* Page

## Begin

There is almost no one that we would wish this fate upon. Witness the fact that the death penalty has been largely abolished in virtually every civilized nation. So there must be something very fundamentally wrong with causing the death of another, if the vast majority of people consider it unjustified for those with proven guilt of heinous crimes.
Yet a declaration of war is tantamount to the imposition of the death penalty and untold suffering upon a multitude of individuals. Many of them are women and children guilty of no wrong doings what-so-ever – real or imagined.
To overcome our disapproval of mayhem and destruction, the media is set in motion. It’s purpose? Gaining your approval for indiscriminate killing of others because they are “evil”. Something you would under no other circumstances agree with.
How the Media Gains Approval From the Population
To be frank, this is not easy. If it were not such a sordid task, one could almost admire the hard work, dedication, and effort it takes to make right into wrong, and wrong into right, in the public mind. It takes a consistent and long-term dedicated campaign to establish prejudice where there was none. And even where there is prejudice, it takes years for the media to turn even this into a tacit approval of war.
After all, you or I may not like our neighbors, but it would take more than that to get us to condone murdering them or bombing their apartments so that we could “feel secure.”
The keys to it all are:
- Gradients
- Repetition of message
- Consistent assignment of blame to a group or segment of the population as a whole.
Early this century, Joseph Goebels, Minister of Propaganda of Nazi Germany, made excessive use of this technique in order to set in motion what is now referred to in retrospect as “The Holocaust.”
In his own words:
“It would not be impossible to prove with sufficient repetition and a psychological understanding of the people concerned that a square is in fact a circle. They are mere words, and words can be molded until they clothe ideas and disguise.” ? Joseph Goebbels
Sufficient repetition and an understanding of the people concerned.
Well, Goebels understood the German population well. And his constant repetition in the press, defaming Jews, allowed Hitler to implement “the final solution.”
So how does the media go about getting your approval or tacit consent?
There are innumerable ways, means or methods to gain your consent. They do all however have one thing in common, and will have these key ingredients:
- The story will be about something that is upsetting and disagreeable
- It will lay the blame on a group or a segment of a population
Laying the blame for acts by individuals at the feet of a segment of the population is the key to propaganda. I will give you an example:
During the time period leading up to Nazi Germany, anything bad that happened was blamed on the Jews, as a group, by the German press. One Jew did something bad, so therefore all Jews are bad, was the “logic” this was based on.
Defamation of a group as a whole always has, at its roots, a sinister propaganda activity. History has proven this so many times that it is impossible to list them all.
By laying the blame for any event at a segment of the population or a group as a whole, again and again, time after time, one eventually builds enough “brand recognition” (to use a marketing term) so that when one utters the name of that segment of population there is an instant recognition and association with wrong or evil.
For instance, if I say the word “Muslim,” or “Muslim extremist,” some will think “terrorist” or “suicide bomber.” Why? Well, they have been conditioned by the Press to associate Muslims as a group with bad or barbaric and suicide bombers. This is “successful” propaganda at work.

## End

* Exercise requirements
a – In the article on media propaganda, what does the writer call the key to propaganda?
b – Transcribe the article on media propaganda word for word, everything from "By laying the" down to "propaganda at work.".
c – Go on with the article on media propaganda, picking up after its final sentence.

* Given information
## Begin

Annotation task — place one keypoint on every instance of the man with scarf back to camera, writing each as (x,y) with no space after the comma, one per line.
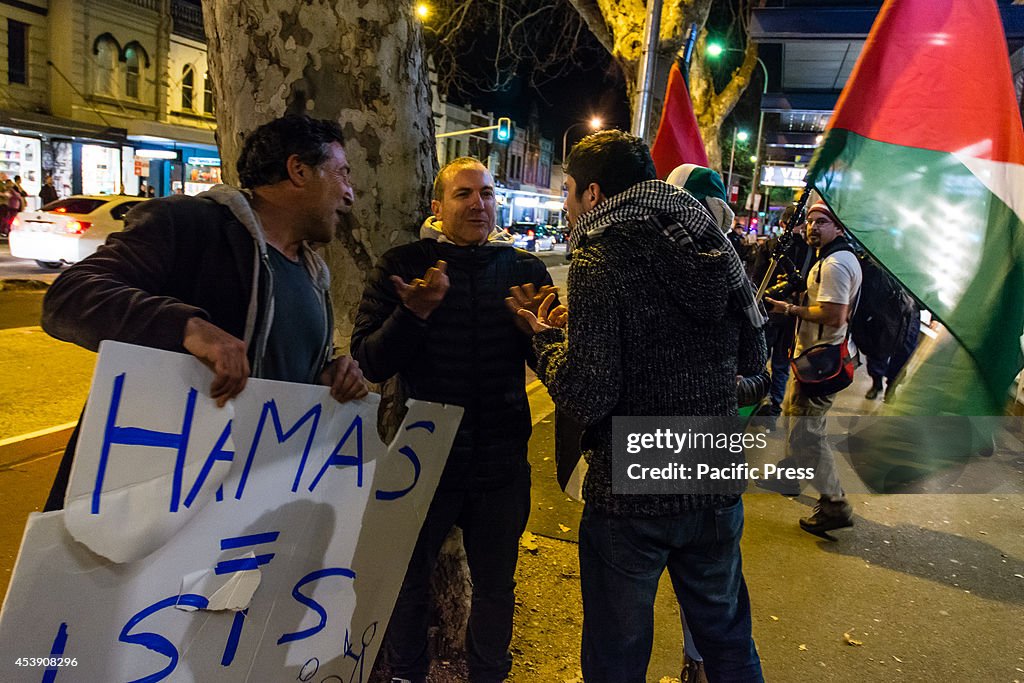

## End

* Task-by-task answers
a – Laying the blame for acts by individuals at the feet of a segment of the population.

b –
By laying the blame for any event at a segment of the population or a group as a whole, again and again, time after time, one eventually builds enough “brand recognition” (to use a marketing term) so that when one utters the name of that segment of population there is an instant recognition and association with wrong or evil.
For instance, if I say the word “Muslim,” or “Muslim extremist,” some will think “terrorist” or “suicide bomber.” Why? Well, they have been conditioned by the Press to associate Muslims as a group with bad or barbaric and suicide bombers. This is “successful” propaganda at work.

c –
Similar to the Catholic beliefs, a Muslim cannot enter heaven if he commits suicide or if he kills the innocent. So to refer to a terrorist or suicide bomber as a “Muslim” or a “person of faith” is ridiculous. Yet the media purposely does so and lays the blame on that entire segment of the population so that you will gradually consent to more and more military “intervention” over time. You will get fed up and decide that “something needs to be done about these people.” You will vote for war or those who support it, and you will condone military action against these people. It is practically unavoidable.
This basic message repeated, over and over, day after day, week after week, month after month eventually puts one in a hostile or unfriendly frame of mind towards that group – no matter how hard you resist or try to be rational. History has proven that this strategy works. Goebbels used it with great success on the German population.
Every single genocide in history had this method and operation at its foundation.
The art of propaganda did not die with Nazi Germany, and neither did Goebbels take it to his grave. It has evolved, has been refined, and is a very real weapon the military arsenal – one that is used primarily on one’s own population.
Your mind and opinion is where the battle lines are drawn. Once this has been overcome, war, death and destruction have free reign. They don’t even need your agreement; all they need is your silence.
“Silence is Golden,” they say. Well, it certainly is, to a warmonger’s ears.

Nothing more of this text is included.